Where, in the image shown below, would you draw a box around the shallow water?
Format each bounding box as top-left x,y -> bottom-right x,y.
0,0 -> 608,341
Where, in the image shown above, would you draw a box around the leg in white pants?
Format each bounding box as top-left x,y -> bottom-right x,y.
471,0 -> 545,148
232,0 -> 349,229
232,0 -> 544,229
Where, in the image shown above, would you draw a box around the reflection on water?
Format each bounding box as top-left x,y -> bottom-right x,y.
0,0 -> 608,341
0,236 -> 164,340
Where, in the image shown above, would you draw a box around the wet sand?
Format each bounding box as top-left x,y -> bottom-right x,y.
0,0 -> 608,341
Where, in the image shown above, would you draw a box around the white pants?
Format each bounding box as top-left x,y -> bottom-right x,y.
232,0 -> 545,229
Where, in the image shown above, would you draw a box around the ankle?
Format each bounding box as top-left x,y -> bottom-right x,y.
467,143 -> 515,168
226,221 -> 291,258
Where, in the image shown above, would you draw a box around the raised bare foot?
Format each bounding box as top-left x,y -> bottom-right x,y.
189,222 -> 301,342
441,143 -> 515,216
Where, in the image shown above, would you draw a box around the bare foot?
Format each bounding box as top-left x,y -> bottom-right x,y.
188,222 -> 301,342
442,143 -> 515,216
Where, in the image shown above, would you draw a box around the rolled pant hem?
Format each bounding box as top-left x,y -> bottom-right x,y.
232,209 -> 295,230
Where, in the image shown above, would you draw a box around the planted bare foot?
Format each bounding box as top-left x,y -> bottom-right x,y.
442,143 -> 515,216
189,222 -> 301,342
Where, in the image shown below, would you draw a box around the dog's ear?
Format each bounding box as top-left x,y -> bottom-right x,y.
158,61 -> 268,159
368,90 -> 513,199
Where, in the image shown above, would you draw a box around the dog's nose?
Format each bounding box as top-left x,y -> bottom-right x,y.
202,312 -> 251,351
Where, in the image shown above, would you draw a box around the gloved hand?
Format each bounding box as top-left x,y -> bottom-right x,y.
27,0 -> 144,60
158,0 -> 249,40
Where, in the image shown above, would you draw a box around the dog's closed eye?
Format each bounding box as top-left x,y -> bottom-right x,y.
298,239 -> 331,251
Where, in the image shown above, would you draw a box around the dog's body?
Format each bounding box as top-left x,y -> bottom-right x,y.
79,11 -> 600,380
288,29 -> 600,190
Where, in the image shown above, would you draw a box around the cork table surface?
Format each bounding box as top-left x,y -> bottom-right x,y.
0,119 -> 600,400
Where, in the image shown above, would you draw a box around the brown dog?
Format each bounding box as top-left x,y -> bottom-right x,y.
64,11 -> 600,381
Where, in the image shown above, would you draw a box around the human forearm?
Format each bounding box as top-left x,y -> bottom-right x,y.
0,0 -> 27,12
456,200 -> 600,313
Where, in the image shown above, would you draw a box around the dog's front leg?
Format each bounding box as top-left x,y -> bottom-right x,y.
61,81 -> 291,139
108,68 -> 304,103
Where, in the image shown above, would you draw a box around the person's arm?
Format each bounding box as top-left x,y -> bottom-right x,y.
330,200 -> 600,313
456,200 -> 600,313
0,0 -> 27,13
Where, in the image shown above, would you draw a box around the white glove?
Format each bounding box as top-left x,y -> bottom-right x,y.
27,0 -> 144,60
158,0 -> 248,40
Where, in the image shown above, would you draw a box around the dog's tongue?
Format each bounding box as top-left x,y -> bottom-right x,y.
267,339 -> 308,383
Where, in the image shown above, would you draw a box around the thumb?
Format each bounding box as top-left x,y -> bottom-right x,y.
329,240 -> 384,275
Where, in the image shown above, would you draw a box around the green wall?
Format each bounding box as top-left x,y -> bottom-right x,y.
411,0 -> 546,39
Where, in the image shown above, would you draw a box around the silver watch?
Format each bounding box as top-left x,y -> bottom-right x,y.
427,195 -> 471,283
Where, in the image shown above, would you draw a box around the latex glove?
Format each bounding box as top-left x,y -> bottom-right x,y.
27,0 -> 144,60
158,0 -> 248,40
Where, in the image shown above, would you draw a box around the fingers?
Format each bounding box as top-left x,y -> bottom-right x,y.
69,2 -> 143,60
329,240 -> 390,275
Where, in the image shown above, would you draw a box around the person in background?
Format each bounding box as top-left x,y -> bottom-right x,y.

Exercise brief: Copy all of the data above word for word, without changing anything.

Expected answer:
Where, in the image shown below, would you draw a box around the shallow water?
Format each bounding box as top-left x,y -> bottom-right x,y.
0,0 -> 608,341
Where, in the image shown above, would you draw a box around the leg in white pants?
Format each bounding box as top-left x,y -> bottom-right x,y.
471,0 -> 545,148
232,0 -> 349,229
232,0 -> 544,229
Where, in the image shown above, would you draw a box around the reflection on water?
Format each bounding box as top-left x,y -> bottom-right x,y.
0,0 -> 608,341
0,236 -> 164,340
Where, in the image shown above, would you draw a box around the wet sand?
Format each bounding box as top-left x,y -> bottom-right x,y.
0,0 -> 608,341
Where, in the image shown above, would you draw a box around the white pants?
Format each bounding box as top-left x,y -> bottom-right x,y.
232,0 -> 545,229
Where, in the image shown above, would you draw a box around the ankle?
Format each bounding box as top-left x,y -> bottom-right x,y.
467,143 -> 515,168
226,221 -> 291,258
Where, in the image shown above, would you draw a box around the raised bare foot?
Format each bounding box as top-left x,y -> bottom-right x,y.
189,222 -> 301,342
441,143 -> 515,216
Where, in the image shown above, would you draw a box around the bare foot?
Format each bounding box as top-left x,y -> bottom-right x,y.
188,222 -> 301,342
442,143 -> 515,216
Where, in the image shown above, would you draw a box around the rolled pant hem?
Format each bounding box as top-left x,y -> bottom-right x,y.
232,209 -> 295,230
Where, in the image shown above, would you draw a box around the planted bare foot?
Format each bounding box as top-left x,y -> bottom-right x,y.
442,143 -> 515,216
189,222 -> 301,342
Where, in the image shown below, would you draw a box around the dog's ear?
Format each bounding box as top-left x,y -> bottom-right x,y.
158,61 -> 268,159
368,90 -> 513,199
Where, in the image shown above, would you draw a box around the dog's nose?
Format each bounding box as top-left x,y -> bottom-right x,y.
202,312 -> 251,351
Where, in the image shown above, would you draw a box around the gloved hand?
Format each bounding box as top-left x,y -> bottom-right x,y.
27,0 -> 144,60
158,0 -> 249,40
Where, in the image shown above, would you draw a box around the dog's closed eye?
Format each bounding box as top-left x,y -> bottom-right x,y.
298,239 -> 331,251
Where, in the image shown above, would you draw a box around the dog's body?
Format each bounding box as top-left x,y -> bottom-right x,y.
79,11 -> 600,380
288,29 -> 600,190
Where, in the image shown above, would you draw a box around the cork table surface?
Format each bounding box as top-left x,y -> bottom-right x,y.
0,119 -> 600,400
Where, in the image shown above, would you draw a box around the brown dog?
Format each bounding box as top-left x,y -> bottom-right x,y.
64,11 -> 600,381
Where, in the image shown above, would you draw a box around the human forearm?
Format each bounding box as top-left x,y -> bottom-right x,y.
0,0 -> 27,12
456,200 -> 600,313
Where, in the image shown above, would you draw a box around the dog's front leg?
Format each bounding box as top-left x,y -> bottom-right x,y.
61,81 -> 291,139
108,68 -> 304,103
Where, in the image shown above, would you draw a box around the person's arm?
Format each bounding box as top-left x,y -> bottom-right x,y.
330,200 -> 600,313
456,200 -> 600,313
0,0 -> 27,13
Where, in the image shown above, would you draw a box around the white glove?
Format each bounding box as top-left x,y -> bottom-right x,y.
27,0 -> 144,60
158,0 -> 248,40
Where, in the image shown above, would you draw a box around the dog's tongue?
Format each bounding box as top-left x,y -> bottom-right x,y.
267,339 -> 308,383
Where, in the image shown above, would you draw a box around the thumb?
Format each bounding box as top-left x,y -> bottom-right x,y.
329,240 -> 384,275
Where, in the image shown above, would you draw a box around the green wall?
Format each bounding box as top-left x,y -> bottom-right x,y.
411,0 -> 546,39
Where, in the image shown above, would you draw a box around the silver watch?
Format each bounding box as top-left x,y -> bottom-right x,y.
427,195 -> 471,283
Where, in the image shown above, would you draw a box around the latex glove?
Format each bounding box as top-left x,y -> bottom-right x,y.
27,0 -> 144,60
158,0 -> 248,40
Where, in the image shown above, would you draw a box around the fingers?
Format each bounding box as top-left x,y -> bottom-right x,y.
69,2 -> 143,60
329,240 -> 390,275
Where, in the image shown above, would you draw a box around the person in background?
Format each bounding box as top-left x,y -> bottom-right x,y.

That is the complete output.